PROBLEM REQUIREMENTS => Please restate the data exactly, from the first line to the last.

SUPPLIED RECORDS =>
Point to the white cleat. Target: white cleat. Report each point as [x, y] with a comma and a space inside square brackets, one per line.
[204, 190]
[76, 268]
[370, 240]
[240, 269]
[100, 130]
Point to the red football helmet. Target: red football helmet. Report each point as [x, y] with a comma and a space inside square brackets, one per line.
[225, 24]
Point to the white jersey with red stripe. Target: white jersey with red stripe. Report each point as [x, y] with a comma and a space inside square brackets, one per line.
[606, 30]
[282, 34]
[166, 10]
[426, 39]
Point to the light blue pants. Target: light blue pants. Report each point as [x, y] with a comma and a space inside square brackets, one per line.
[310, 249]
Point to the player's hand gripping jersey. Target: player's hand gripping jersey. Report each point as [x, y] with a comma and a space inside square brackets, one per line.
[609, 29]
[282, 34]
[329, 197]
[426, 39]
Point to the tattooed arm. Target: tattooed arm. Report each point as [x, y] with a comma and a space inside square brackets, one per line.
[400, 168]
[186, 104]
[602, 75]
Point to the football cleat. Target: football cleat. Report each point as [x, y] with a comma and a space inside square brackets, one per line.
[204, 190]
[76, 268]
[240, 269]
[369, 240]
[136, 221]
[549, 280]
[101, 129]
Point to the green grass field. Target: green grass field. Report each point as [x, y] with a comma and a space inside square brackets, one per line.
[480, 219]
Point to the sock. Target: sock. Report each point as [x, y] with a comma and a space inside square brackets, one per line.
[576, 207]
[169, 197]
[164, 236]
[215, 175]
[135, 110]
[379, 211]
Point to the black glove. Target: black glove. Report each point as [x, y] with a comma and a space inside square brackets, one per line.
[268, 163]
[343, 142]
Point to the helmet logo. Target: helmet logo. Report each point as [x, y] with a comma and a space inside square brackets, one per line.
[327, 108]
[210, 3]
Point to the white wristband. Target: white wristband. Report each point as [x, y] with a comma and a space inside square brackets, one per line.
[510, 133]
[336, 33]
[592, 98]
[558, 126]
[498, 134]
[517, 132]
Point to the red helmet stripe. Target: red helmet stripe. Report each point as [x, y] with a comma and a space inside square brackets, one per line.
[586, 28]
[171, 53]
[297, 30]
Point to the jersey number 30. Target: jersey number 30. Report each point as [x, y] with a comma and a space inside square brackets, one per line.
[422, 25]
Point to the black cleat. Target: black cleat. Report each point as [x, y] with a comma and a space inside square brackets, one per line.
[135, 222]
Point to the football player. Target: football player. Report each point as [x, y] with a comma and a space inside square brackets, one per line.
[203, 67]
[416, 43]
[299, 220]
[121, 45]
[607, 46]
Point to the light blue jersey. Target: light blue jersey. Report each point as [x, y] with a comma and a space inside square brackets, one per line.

ANSWER TO THIS PROBLEM =>
Point to the white cleat. Target: white cleat. Report each point as [x, y] with a comma and a space inside square brackets, one per line.
[204, 190]
[76, 268]
[370, 240]
[240, 269]
[100, 130]
Point to the red football helmet. Target: red football helmet. Report each point as [x, y] with a comma and a space inside square brackets, one per line.
[225, 24]
Point to the white jersey with red stripe. Target: white jersey with red stripe. Report each point as [x, y] with a comma and a space inside square brackets, one per line.
[606, 30]
[282, 34]
[166, 10]
[426, 39]
Point to the light blue pants. Target: light blue pants. Report each point as [x, y] with a comma and a space inside square brackets, one per line.
[310, 249]
Point to the player's hand gripping jersey. Target: player's hand gripping jersey. Report each point as [x, y] with a comma and a space inside square brackets, one per line.
[609, 29]
[282, 34]
[329, 197]
[426, 39]
Point to the tattooed arm. Target: tattooed arm. Report each point as [x, y] with a comma and a space inside square brackets, one per line.
[400, 168]
[186, 104]
[602, 75]
Point to the football cleat. Target: football cleat. Report each point as [x, y] with a comma and a space inside square brackets, one per line.
[204, 190]
[76, 268]
[240, 269]
[369, 240]
[136, 221]
[549, 280]
[101, 129]
Point to the green grass field. Target: green grass field. Report each point as [x, y] with a comma and a space inside square brackets, one per line.
[480, 219]
Point to the sock. Target: sock. Report each point as [x, y] with a comma and a space inside square brackets, one per line.
[576, 207]
[169, 197]
[164, 236]
[215, 175]
[135, 110]
[379, 211]
Point to the black glove. Target: black glove. Report each point as [x, y] with a comma and a space inside square brackets, one per line.
[268, 163]
[343, 142]
Point to the helmet logo. Target: helmet logo. Report each point as [x, y] with a comma and a space inside square brackets, one per line.
[327, 108]
[210, 3]
Point to the white wristband. Target: white wristband. Report each point as [x, y] with a comma and a space inside square brackets, one per line.
[510, 133]
[336, 33]
[592, 98]
[558, 126]
[498, 134]
[517, 132]
Point to the red helmet stripe. Target: red helmet stripe. Report each point as [x, y] with a comma and a space inside square brackets, one per line.
[586, 28]
[171, 53]
[297, 30]
Point to the jersey number 30. Target: jersey number 30. Report each point as [x, y] with a comma and a space inside square brackets, one per line.
[422, 25]
Point to the black cleat. Target: black cleat. Report each point as [x, y] with a comma and a space inside square brackets, one per line.
[135, 222]
Point to the football player. Target: football player. Report each point as [x, y] with a comma and a space inside square brackets, one per line.
[203, 67]
[416, 43]
[299, 220]
[121, 45]
[607, 46]
Point to the light blue jersey. Target: light blue jersey. Report each point as [x, y] with a comma and a space inside square brackets, one per line.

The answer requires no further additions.